• **Work instruction**
Your output should be the complete listing, word for word, with no pictures in it.

------------------------------------------------

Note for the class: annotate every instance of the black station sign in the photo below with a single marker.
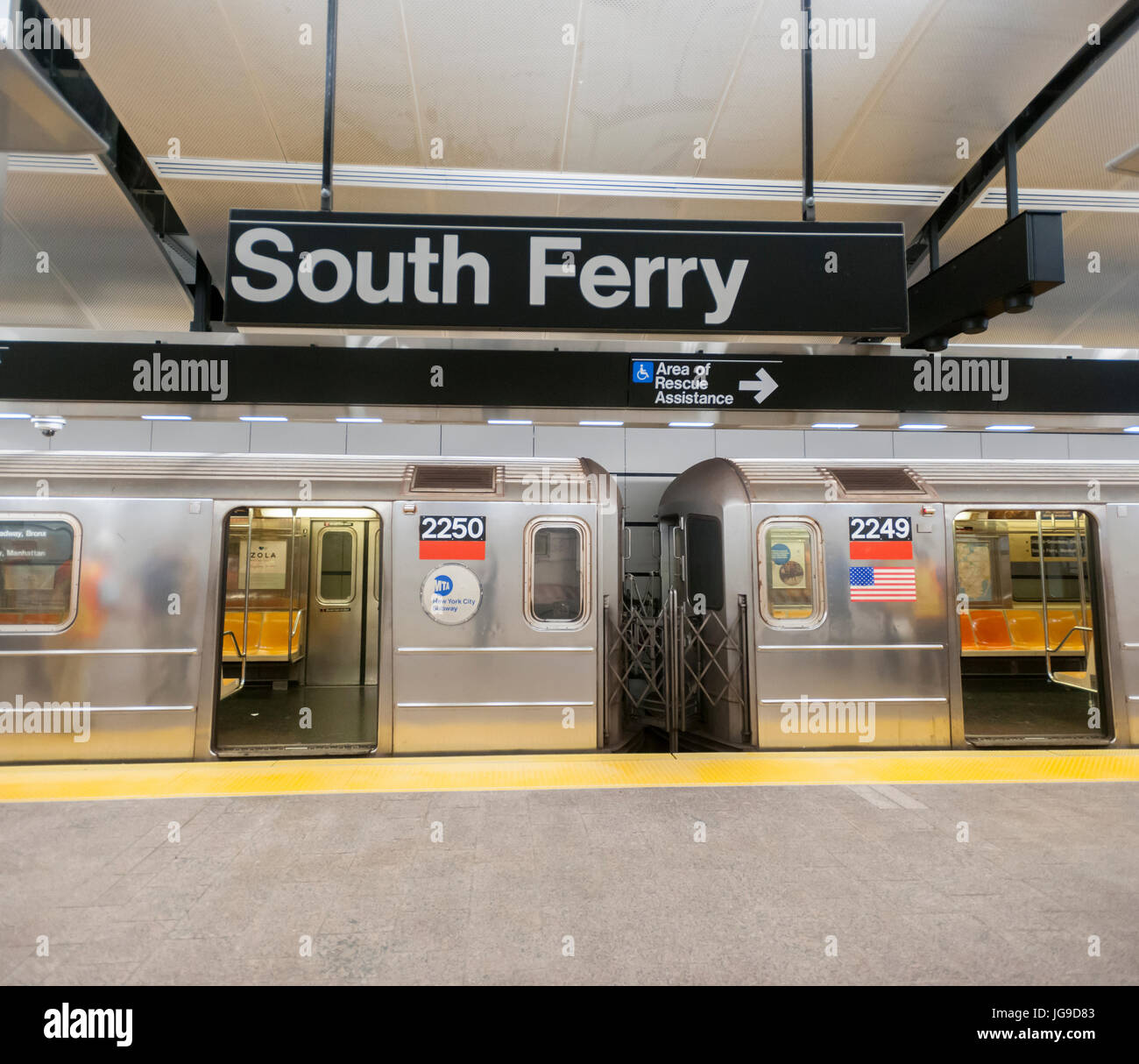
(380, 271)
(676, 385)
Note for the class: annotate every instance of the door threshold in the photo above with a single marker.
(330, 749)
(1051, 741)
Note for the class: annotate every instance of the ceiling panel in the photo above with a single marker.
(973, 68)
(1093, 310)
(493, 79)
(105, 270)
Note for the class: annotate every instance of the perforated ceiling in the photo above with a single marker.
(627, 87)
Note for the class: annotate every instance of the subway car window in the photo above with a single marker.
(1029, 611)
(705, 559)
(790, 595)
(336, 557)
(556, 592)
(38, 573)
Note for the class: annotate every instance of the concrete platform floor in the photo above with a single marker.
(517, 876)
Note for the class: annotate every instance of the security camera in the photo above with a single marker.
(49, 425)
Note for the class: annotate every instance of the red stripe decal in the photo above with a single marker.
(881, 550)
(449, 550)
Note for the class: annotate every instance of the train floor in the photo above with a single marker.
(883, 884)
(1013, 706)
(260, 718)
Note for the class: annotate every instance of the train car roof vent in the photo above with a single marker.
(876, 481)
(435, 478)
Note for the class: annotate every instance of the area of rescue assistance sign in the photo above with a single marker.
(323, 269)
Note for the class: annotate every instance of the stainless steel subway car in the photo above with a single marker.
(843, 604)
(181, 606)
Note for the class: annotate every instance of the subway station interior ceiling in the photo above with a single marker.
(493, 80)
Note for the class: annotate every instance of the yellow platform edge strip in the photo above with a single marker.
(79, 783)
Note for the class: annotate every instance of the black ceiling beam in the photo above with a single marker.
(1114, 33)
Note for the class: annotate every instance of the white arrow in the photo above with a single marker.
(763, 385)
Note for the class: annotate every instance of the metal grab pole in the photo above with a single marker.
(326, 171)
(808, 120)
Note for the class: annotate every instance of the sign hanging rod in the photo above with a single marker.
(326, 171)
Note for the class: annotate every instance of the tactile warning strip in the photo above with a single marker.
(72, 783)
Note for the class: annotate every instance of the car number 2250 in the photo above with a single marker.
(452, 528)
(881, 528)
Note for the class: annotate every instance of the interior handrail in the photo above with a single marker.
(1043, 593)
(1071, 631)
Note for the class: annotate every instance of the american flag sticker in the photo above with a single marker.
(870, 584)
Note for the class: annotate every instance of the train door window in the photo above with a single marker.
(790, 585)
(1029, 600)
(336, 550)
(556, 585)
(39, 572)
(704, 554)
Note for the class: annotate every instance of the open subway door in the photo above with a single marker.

------------------------------------------------

• **Result**
Note for the class: annotate every instance of the black station sign in the photo below with a single marker.
(380, 271)
(676, 385)
Note for the class: annotate every instance of the door threshold in the photo above with a single marker.
(330, 749)
(1051, 741)
Note for the class: annotate every instance of the ceiling panel in the photo above with a single marker.
(973, 68)
(1093, 310)
(493, 79)
(105, 270)
Note for the class: annotate every instance of the perforated ceiling in the photo above with a single marker.
(627, 87)
Note for the class: annotate every instance of the subway car window in the photo above with a single marker.
(1029, 611)
(705, 559)
(790, 595)
(336, 557)
(556, 592)
(38, 573)
Note for the class: annotate every instance of the concrete platform floor in the photo above with a single marker.
(517, 876)
Note for the class: annotate every instance of the security camera in the photo above with a single marker.
(49, 425)
Note for the class: annotate every instance of the red stripe decal in the photo above with a single marker.
(881, 550)
(449, 550)
Note for the class: annotate every instance of the train floor in the photo above with a single marker.
(883, 884)
(1013, 706)
(260, 718)
Note for the class: annotate every instance of the train car roof vent in the photo above with a single marker.
(876, 481)
(435, 478)
Note for the class: annotate every instance of the area of rescue assistance sign in the photo above with a single marker.
(323, 269)
Note for the class: annotate every instance of the stainless steel subway car in the photo above with a single marker.
(843, 604)
(181, 606)
Note for the class: annotate every instance of the subway station interior ceiling in the photo above with a single marker.
(493, 80)
Note for the class: annotate every instance of the yellow platform edge strip in the photo above with a single marker.
(79, 783)
Note for the class: annotate every instance of the black ceiling beam in the photo above with a single marker.
(1114, 33)
Note for the class: annotate every instance of the white arrow in the photo above with a single marker.
(763, 385)
Note for the class: annotate every instance of the metal grab pole in the photo above with a single marker.
(326, 171)
(808, 120)
Note for the class: annotate every instance of the sign hanging rod in the photo above with a single marker.
(326, 171)
Note for the class: annotate every instance of the tactile warning strip in the photo above with a single marker.
(72, 783)
Note for the class: annotate every instance of the car number 2250 in the photo above with a single marker.
(452, 528)
(881, 528)
Note for the class: annotate every instance of the interior handrail in the photo above with a single marker.
(1043, 593)
(1071, 631)
Note for the class: annotate every instance of the american flag sticker in the photo above with a single marker.
(870, 584)
Note for the class: annotate every instance of the train door window in the photo above with a single marker.
(790, 585)
(1029, 600)
(336, 550)
(556, 585)
(39, 572)
(704, 554)
Note for the class: annotate every instance of the open subway door in the photo above with a single marker.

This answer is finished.